▶ _PASSAGE TO READ_:
────────────────
Age Group | Strongly Agree | Agree | Disagree | Strongly Disagree |
20s | 0 | 4 | 0 | 0 |
30s | 0 | 1 | 1 | 0 |
40s | 0 | 3 | 2 | 0 |
50s | 0 | 6 | 6 | 0 |
60s | 2 | 9 | 6 | 0 |
70s | 3 | 21 | 10 | 0 |
80 and higher | 2 | 2 | 2 | 0 |
Total | 7 | 46 | 27 | 0 |
Next, we conducted an investigation to see whether multimedia composites are captioned. We searched through the internet for multimedia composites, and found that out of 100 composites, only 21 were adequately captioned, 1 merely provided transcript text. (Conditions were web sites free of charge, max of 5 composites per domain.) It seems that the main reason for this low rate of captioning is due to the high labor costs. There are several approaches for captioning, but here we focus on using speech recognition technology. Unfortunately the voice recognition accuracy rate is still not 100%, and therefore there is still a need for an effective caption editing system to correct the errors.
The conclusion of our preliminary survey and investigation is that in order to reduce the costs of captioning content with audio and presentation slides, there is a strong need for an effective caption editing tool. The presentation slides are mostly created by commercial presentation software. In this paper, we focus on a speech recognition error correction system which integrates a caption editing system with presentation software.
3. Problems and Apparatus
Based on the preliminary survey and investigation, we investigated the available caption editing tools that generate captions from audio, and identified 3 major problems. The three major problems between CES and presentation software were identified as “Content Layout Definitions”, “Editing Focus Linkage”, and “Exporting to Speaker Notes”. To address these problems, we extended our Caption Editing System (CES) to integrate it with Microsoft PowerPoint, creating our new Caption Editing System with Presentation Integration (CESPI). The architecture in terms of code interface is shown in Figure 5.
────────────────
Point annotation dataset records:
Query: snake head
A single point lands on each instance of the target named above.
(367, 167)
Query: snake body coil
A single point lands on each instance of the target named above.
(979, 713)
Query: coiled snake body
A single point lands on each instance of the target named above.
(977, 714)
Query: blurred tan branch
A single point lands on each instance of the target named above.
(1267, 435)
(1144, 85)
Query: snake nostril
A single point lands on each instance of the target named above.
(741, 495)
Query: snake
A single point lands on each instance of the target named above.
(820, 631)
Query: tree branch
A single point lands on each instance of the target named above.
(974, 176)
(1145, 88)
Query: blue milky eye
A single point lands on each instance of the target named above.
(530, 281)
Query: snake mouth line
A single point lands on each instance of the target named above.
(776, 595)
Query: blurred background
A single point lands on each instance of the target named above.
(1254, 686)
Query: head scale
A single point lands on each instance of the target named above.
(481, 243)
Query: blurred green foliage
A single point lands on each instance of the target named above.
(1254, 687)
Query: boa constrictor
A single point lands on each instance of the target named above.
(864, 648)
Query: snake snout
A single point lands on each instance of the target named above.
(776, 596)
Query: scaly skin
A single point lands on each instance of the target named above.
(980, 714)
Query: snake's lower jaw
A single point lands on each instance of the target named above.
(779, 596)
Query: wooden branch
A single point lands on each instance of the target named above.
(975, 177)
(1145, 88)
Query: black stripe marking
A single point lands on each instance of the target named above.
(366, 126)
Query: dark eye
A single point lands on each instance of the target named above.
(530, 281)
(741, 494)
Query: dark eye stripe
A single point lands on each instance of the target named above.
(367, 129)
────────────────
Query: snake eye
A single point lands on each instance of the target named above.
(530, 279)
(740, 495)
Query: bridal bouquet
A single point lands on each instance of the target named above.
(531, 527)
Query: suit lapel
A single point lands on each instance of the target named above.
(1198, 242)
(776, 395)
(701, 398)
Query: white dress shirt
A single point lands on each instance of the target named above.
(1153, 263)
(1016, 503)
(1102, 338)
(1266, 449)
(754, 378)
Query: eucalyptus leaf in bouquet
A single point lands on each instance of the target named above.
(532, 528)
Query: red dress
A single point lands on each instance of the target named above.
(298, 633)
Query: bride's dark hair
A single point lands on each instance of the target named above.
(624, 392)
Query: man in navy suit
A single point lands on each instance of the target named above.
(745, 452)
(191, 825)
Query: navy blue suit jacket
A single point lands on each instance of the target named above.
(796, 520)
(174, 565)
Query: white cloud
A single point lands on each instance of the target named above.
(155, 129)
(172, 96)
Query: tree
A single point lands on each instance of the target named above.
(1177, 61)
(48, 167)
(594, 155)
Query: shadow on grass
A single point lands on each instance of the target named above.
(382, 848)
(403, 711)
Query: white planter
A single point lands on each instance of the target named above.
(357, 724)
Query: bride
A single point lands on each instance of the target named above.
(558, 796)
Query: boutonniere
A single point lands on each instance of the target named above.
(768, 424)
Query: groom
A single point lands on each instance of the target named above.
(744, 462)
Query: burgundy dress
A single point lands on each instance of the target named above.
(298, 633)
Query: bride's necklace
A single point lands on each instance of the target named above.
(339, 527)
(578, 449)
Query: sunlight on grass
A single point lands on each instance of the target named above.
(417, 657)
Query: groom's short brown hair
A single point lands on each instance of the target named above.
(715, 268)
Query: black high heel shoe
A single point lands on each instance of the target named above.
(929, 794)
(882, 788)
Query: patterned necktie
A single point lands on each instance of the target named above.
────────────────
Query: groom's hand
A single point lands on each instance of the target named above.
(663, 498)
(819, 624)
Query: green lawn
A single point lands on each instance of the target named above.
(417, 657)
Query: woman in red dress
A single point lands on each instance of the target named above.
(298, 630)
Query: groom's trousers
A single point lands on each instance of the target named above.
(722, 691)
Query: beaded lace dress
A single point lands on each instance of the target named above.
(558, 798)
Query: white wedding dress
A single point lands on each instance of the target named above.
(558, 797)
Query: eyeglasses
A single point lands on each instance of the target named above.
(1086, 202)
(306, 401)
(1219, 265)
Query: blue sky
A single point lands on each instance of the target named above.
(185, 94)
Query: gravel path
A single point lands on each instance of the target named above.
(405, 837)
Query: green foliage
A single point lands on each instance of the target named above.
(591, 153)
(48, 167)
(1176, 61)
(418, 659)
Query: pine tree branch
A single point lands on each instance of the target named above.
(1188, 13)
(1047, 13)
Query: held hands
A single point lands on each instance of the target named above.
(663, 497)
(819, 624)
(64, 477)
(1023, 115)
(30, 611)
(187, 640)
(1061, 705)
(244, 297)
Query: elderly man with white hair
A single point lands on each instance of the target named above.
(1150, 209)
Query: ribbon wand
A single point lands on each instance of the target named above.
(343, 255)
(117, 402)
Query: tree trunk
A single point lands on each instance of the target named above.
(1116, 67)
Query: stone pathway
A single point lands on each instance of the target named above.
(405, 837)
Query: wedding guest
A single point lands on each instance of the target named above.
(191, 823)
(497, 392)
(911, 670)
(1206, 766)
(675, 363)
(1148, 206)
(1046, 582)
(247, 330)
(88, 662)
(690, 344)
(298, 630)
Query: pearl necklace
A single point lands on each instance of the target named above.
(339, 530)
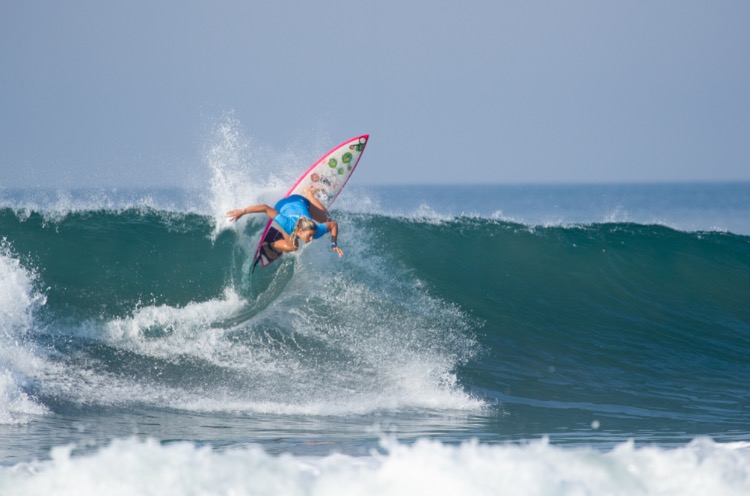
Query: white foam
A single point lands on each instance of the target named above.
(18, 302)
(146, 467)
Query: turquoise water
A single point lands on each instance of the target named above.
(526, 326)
────────────────
▶ _TASKS FOR THIS EXERCISE_:
1) Based on the passage about captioning, do the statements (a), (b) and (c) agree with it? Answer yes or no for each, and quote the words from the passage that decide it. (a) Of the 100 multimedia composites found in the search, 21 were adequately captioned. (b) The search allowed up to 10 composites from a single domain. (c) CESPI came from extending the Caption Editing System to work with Microsoft PowerPoint.
2) Write the next paragraph of the passage about captioning, picking up right after its last sentence.

▶ _THE RESPONSES_:
1)
(a) Yes: "out of 100 composites, only 21 were adequately captioned"
(b) No: "max of 5 composites per domain"
(c) Yes: "we extended our Caption Editing System (CES) to integrate it with Microsoft PowerPoint, creating our new Caption Editing System with Presentation Integration (CESPI)"

2)
Finally we conducted a field test to see if the real-time transcription accuracy of state-of-the-art speech recognition can show satisfactory results. We transcribed 11 University lectures in real-time and as a result obtained 81.8% accuracy. Unfortunately we have found that the speech recognition accuracy does not necessary reach the satisfaction level. There are many observations but we received many comments which required the speech recognition rate to be 85% at the least and preferably 90% for satisfactory level. So we conclude that it is required to seek a human computer transcription method to raise the accuracy (obviously without raising the cost by relying on many human resources).
3.1. Content Layout Definition
A multimedia composite consists of several visual components such as video, presentation images, and captions. These components needs to be laid out effectively in position and size according to such parameters as font face, font size, number of maximum characters per line, presentation image size, vice image size, resolution, overall size, and overlapping options. (Figure 6 shows a bad example of by excessive space, overlap, cut off.) CES (and CESPI) supports the RealOne Player by SMIL See http://www.w3.org/AudioVideo/.
The task of effectively laying out these components manually can be quite time consuming. CESPI solves this problem by automatically laying out these components based on each parameter. As shown in Figure 7, CESPI also provides a layout customization feature which allows the user to easily change the details of the layout.
3.2. Editing Focus Linkage
While editing the captions of certain multimedia composites, it is useful to reference special terminology used in the presentation slides. Because caption editing tools and presentation software were separate applications, the operating system only allows one application to have the focus at one time. Therefore it was necessary to frequently switch the focus between these two applications. Also, the user had to change to the corresponding slide pages manually. CESPI solves this problem by automatically laying out the captions, page images, and page text in a single application window, which makes it easier to view and edit the captions. CESPI also automatically interlinks between the caption timestamps and the presentation page. In other words, the presentation page always corresponds to the focused caption. (Figure 8 shows the actual user interface of the CESPI Master Editing Subsystem.)
3.3. Speaker Notes Export
Using presentation software, a speaker may define narrative notes for each presentation page (the “speaker notes”). In many cases, a single presentation package used by one presenter will be later reused by another presenter. In such cases, since the captions and speaker notes are similar, it is efficient to use the initial caption. Previously, in order to export captions to speaker notes, manual operations such as moving to the proper page and then performing copy and paste operations were required. Therefore as illustrated in Figure 9, CESPI has a capability for automatically exporting the corresponding page of the caption into the speaker notes of the presentation package.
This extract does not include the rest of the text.